# TEXT UNDER STUDY:
Being Nice, It’s That Simple

Bullying
Bullying has hit a new high recently in almost every area of life. Are you feeling mean or loving? There are a lot of angry people out there hurting each other and making the season less than jolly. What is making us so mean to each other? Where does the bullying come from? Is it politics? The stress related to the virus and sickness can also be a factor. People aren’t liking other people. Why is that Are people angry because of inflation or losing their jobs? There are many reasons for being frustrated. But bullying doesn’t have to follow. People are mean, which reminds me of the seasonal Rudolf bullying story.  Some say that Rudolph the Red-Nosed Reindeer conveys a lesson on how to deal with childhood bullying. According to the movie, after Rudolph runs away – a wonderful thing happens – he grows up! And he realizes that running away is not how to handle your troubles. I beg to differ… How does that reduce bullying?

Bullying Doesn’t Go Away By Itself

Playground bullies grow up too! These characters often become workplace bullies, and surviving a hostile workplace environment is not like being bullied as a child. Even in the space of adult self-awareness, there is still an urge to compromise all of who you are, to play a small game, and to hide out just to fit in.

Walking Away from Bullying Doesn’t Stop It

Sometimes, just walking away and failing to engage is the best that you can do when there is a lack of inclusivity. Solitude wins out over trying to fit in and detachment becomes the way to handle the behavior of those who are intent to browbeat others.

# DATA TO EXAMINE:

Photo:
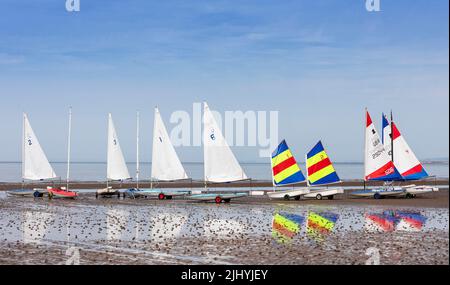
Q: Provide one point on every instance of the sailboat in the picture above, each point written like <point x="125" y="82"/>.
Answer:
<point x="116" y="167"/>
<point x="220" y="164"/>
<point x="285" y="172"/>
<point x="35" y="165"/>
<point x="64" y="192"/>
<point x="320" y="172"/>
<point x="404" y="158"/>
<point x="166" y="165"/>
<point x="378" y="165"/>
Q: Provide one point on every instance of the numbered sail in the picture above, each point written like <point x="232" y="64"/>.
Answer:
<point x="285" y="169"/>
<point x="220" y="163"/>
<point x="166" y="166"/>
<point x="377" y="163"/>
<point x="319" y="168"/>
<point x="404" y="158"/>
<point x="116" y="166"/>
<point x="35" y="165"/>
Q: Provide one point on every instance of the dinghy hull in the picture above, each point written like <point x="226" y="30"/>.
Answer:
<point x="61" y="193"/>
<point x="217" y="197"/>
<point x="321" y="193"/>
<point x="377" y="194"/>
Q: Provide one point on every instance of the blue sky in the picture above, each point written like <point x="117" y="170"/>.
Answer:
<point x="317" y="62"/>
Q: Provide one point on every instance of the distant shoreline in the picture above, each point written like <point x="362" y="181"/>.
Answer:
<point x="198" y="184"/>
<point x="443" y="162"/>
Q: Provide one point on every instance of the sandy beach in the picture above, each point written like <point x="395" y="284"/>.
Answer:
<point x="149" y="231"/>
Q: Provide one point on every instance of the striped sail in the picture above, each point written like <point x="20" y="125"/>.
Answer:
<point x="319" y="168"/>
<point x="404" y="158"/>
<point x="320" y="224"/>
<point x="285" y="169"/>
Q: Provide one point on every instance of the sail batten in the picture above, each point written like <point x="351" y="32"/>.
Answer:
<point x="35" y="163"/>
<point x="166" y="165"/>
<point x="220" y="164"/>
<point x="116" y="165"/>
<point x="285" y="169"/>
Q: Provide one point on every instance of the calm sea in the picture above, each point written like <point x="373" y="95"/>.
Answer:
<point x="83" y="171"/>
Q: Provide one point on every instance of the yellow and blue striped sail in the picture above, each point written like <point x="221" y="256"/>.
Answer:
<point x="320" y="170"/>
<point x="285" y="169"/>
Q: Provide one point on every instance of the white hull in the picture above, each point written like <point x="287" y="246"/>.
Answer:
<point x="319" y="193"/>
<point x="213" y="196"/>
<point x="382" y="193"/>
<point x="25" y="192"/>
<point x="107" y="191"/>
<point x="287" y="194"/>
<point x="415" y="190"/>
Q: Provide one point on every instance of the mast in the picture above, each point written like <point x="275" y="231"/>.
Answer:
<point x="306" y="170"/>
<point x="23" y="150"/>
<point x="392" y="137"/>
<point x="137" y="150"/>
<point x="365" y="146"/>
<point x="68" y="149"/>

# ACTIVITIES:
**1)** In the bullying text, what do playground bullies often become when they grow up?
**2)** From the bullying text, write out everything from "Playground bullies grow" down to "to browbeat others.".
**3)** Extend the text on bullying past its last sentence.

# RESPONSES BY TASK:
**1)** Workplace bullies.

**2)**
Playground bullies grow up too! These characters often become workplace bullies, and surviving a hostile workplace environment is not like being bullied as a child. Even in the space of adult self-awareness, there is still an urge to compromise all of who you are, to play a small game, and to hide out just to fit in.

Walking Away from Bullying Doesn’t Stop It

Sometimes, just walking away and failing to engage is the best that you can do when there is a lack of inclusivity. Solitude wins out over trying to fit in and detachment becomes the way to handle the behavior of those who are intent to browbeat others.

**3)**
Kindness Is The Only Antidote For Bullying

The answer to bullying is not more training or knowledge, however, it’s simply being kind and tolerant of the differences that other people bring to the table. Can we learn kindness? Can we make room for people who are different from you? Can you be curious to how their life experiences have transformed them” Can you ask questions and be an active listener? Can you just stop judging and assuming what is true for them based on what is true for you? Everyone has a story and everyone’s story is important. Know that the way we experience life differs from the way other people experience it. No one’s experience is right or wrong… it’s just different. Let it be different without trying to change their story.

In Recovery Kindness Is Offering Zero Proof

Recently I saw a gentle reminder which stated if you’re at a holiday party and you offer someone an alcoholic beverage and they say, “I don’t drink” – the correct response is, “Is there something else I can get for you?” Just be nice… it really is that simple.